Exercise aim:
Rewrite the lines of the records as a JSON list of strings, one string per line, with blank lines omitted. Start at the line that contains "Shelf-audit tagging: put a marker on the roof" and end at the last line of the records.
## Start
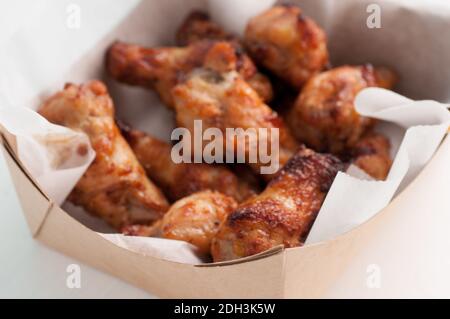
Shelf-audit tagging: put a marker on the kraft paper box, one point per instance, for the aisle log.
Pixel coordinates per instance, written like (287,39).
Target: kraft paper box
(411,231)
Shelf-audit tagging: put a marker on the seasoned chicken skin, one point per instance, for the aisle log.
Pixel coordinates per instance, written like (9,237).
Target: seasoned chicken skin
(115,186)
(287,43)
(224,100)
(163,68)
(180,180)
(194,219)
(283,213)
(324,115)
(372,154)
(198,27)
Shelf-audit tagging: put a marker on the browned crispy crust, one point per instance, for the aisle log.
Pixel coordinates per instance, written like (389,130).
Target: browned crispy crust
(372,154)
(324,115)
(281,215)
(198,27)
(287,43)
(163,68)
(115,186)
(224,100)
(180,180)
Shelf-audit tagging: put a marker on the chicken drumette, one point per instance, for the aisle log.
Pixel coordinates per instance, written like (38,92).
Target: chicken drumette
(372,154)
(283,213)
(115,186)
(163,68)
(324,115)
(183,179)
(287,43)
(223,100)
(198,27)
(194,219)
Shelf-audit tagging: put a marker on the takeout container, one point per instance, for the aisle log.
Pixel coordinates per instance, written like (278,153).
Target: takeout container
(308,271)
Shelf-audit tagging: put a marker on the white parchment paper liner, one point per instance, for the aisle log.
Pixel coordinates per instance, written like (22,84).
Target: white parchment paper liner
(33,62)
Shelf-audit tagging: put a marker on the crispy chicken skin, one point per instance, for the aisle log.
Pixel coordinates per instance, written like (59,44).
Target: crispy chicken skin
(163,68)
(224,100)
(283,213)
(324,115)
(194,219)
(198,27)
(287,43)
(372,154)
(115,186)
(180,180)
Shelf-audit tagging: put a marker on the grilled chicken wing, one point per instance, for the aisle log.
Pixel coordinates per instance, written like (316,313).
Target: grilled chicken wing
(180,180)
(283,213)
(115,186)
(194,219)
(163,68)
(198,27)
(324,115)
(372,154)
(287,43)
(224,100)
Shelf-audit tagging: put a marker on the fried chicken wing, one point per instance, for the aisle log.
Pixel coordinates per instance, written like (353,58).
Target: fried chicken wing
(283,213)
(324,115)
(287,43)
(198,27)
(372,154)
(224,100)
(194,219)
(180,180)
(163,68)
(115,186)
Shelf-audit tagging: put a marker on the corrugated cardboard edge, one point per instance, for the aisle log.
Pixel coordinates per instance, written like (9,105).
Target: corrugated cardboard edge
(35,204)
(257,276)
(261,278)
(309,274)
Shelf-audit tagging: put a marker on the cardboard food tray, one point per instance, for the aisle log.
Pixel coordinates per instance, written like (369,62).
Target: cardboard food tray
(279,273)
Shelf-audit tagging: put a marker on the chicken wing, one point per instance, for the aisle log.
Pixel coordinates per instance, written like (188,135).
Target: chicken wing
(162,68)
(194,219)
(287,43)
(283,213)
(115,186)
(324,115)
(198,27)
(372,154)
(224,100)
(180,180)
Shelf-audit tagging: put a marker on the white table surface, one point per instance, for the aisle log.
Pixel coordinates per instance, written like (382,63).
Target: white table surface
(28,269)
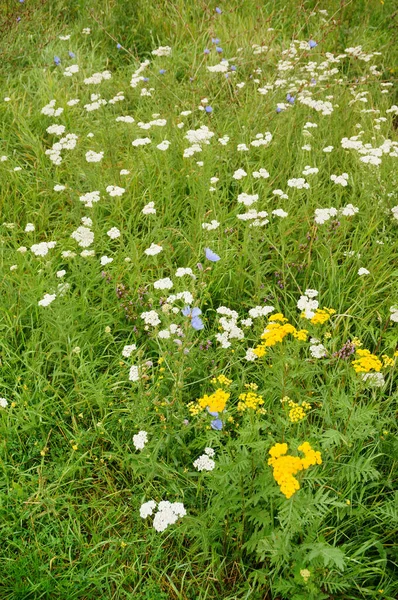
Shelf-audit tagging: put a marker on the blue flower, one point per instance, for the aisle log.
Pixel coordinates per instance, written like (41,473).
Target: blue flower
(210,255)
(193,314)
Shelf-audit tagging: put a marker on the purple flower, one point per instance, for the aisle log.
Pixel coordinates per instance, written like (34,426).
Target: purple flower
(193,314)
(210,255)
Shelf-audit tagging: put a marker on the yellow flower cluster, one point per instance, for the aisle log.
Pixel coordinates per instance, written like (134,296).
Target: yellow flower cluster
(298,412)
(277,329)
(222,380)
(367,362)
(322,315)
(251,400)
(285,466)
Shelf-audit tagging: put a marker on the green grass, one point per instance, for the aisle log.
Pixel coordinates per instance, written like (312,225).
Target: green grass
(72,482)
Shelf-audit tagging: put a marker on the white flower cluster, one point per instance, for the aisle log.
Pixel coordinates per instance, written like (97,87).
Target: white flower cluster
(66,143)
(90,198)
(229,324)
(247,199)
(150,317)
(324,214)
(50,109)
(140,439)
(168,513)
(47,299)
(307,304)
(205,462)
(98,78)
(83,236)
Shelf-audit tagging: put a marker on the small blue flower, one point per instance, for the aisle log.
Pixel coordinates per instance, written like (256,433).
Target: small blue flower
(210,255)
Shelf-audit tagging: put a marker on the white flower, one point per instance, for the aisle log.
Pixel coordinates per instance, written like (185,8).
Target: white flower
(147,509)
(83,236)
(153,249)
(113,233)
(114,190)
(149,209)
(204,463)
(134,373)
(163,284)
(247,199)
(47,299)
(140,439)
(92,156)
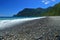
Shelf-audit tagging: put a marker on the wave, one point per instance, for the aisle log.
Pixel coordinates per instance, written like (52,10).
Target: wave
(9,23)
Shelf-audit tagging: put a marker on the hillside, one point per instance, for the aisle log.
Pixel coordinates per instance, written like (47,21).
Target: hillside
(31,12)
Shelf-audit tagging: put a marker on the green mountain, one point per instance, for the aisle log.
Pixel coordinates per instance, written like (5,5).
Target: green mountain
(53,11)
(50,11)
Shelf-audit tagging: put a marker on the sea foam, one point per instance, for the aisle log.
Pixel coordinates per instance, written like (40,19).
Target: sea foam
(9,23)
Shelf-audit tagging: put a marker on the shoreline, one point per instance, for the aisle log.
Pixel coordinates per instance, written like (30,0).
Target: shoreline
(39,29)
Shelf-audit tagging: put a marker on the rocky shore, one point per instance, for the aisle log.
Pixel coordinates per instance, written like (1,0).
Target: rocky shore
(39,29)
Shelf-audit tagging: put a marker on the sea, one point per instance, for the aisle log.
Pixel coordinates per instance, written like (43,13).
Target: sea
(10,21)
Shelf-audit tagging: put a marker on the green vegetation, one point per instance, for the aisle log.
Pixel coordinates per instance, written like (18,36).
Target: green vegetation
(30,12)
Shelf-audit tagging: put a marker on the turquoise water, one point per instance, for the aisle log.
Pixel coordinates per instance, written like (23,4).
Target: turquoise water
(10,21)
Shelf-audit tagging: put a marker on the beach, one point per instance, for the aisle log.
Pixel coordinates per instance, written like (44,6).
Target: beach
(47,28)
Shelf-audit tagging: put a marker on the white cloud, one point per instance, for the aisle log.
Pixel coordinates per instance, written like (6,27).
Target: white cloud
(53,0)
(47,2)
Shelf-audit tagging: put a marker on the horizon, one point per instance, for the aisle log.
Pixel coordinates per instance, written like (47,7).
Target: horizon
(11,7)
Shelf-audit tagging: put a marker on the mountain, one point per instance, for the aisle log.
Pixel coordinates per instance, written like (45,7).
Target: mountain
(53,11)
(31,12)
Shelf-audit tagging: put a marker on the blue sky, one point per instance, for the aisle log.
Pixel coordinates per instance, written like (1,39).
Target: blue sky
(11,7)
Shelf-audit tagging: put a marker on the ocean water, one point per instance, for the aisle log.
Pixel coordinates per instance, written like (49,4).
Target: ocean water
(9,21)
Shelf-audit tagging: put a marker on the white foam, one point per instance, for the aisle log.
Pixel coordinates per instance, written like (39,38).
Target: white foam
(8,23)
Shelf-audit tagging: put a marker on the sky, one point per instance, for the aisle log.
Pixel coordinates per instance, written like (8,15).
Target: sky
(11,7)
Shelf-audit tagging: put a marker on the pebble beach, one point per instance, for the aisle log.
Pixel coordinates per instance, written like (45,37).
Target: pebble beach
(39,29)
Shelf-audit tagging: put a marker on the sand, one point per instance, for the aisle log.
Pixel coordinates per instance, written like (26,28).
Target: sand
(40,29)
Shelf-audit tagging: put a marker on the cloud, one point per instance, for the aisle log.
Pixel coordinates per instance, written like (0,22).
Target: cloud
(53,0)
(45,1)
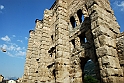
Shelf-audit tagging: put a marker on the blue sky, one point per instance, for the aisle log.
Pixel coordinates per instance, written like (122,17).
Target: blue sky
(17,17)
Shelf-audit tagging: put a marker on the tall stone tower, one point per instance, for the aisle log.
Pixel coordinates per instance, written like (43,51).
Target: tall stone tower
(63,42)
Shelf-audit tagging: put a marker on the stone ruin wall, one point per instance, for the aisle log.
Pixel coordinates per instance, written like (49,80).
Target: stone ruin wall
(62,43)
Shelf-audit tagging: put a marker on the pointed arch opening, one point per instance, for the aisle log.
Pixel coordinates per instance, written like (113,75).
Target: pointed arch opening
(80,15)
(73,22)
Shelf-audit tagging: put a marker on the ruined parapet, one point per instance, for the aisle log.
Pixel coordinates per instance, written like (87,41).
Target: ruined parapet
(120,49)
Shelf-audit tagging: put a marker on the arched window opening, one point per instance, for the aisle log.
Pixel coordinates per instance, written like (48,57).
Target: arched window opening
(80,15)
(73,42)
(83,39)
(90,73)
(73,22)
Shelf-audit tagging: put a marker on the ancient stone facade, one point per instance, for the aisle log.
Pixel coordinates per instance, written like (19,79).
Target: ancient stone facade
(63,42)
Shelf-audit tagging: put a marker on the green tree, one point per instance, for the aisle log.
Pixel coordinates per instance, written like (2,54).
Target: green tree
(90,79)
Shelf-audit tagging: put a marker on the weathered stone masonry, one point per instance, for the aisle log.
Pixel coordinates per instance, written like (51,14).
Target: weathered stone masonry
(63,42)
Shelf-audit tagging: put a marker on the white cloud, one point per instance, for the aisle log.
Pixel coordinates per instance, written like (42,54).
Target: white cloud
(26,38)
(13,36)
(20,41)
(120,4)
(6,38)
(1,7)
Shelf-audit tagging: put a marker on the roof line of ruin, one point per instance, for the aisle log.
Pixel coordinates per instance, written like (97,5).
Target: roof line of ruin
(53,5)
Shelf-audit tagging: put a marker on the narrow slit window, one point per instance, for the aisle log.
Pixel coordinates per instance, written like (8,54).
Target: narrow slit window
## End
Response to the exercise:
[
  "Shelf-audit tagging: put a marker on the roof line of ruin, one point per instance, for the aisle log.",
  "Pixel coordinates per instance, written like (97,5).",
  "Target: roof line of ruin",
  "(53,5)",
  "Shelf-audit tagging: put a marker on the narrow slit window, one point per instance, for the aisle log.",
  "Pixel coordinates per instance, written like (8,54).",
  "Target: narrow slit window"
]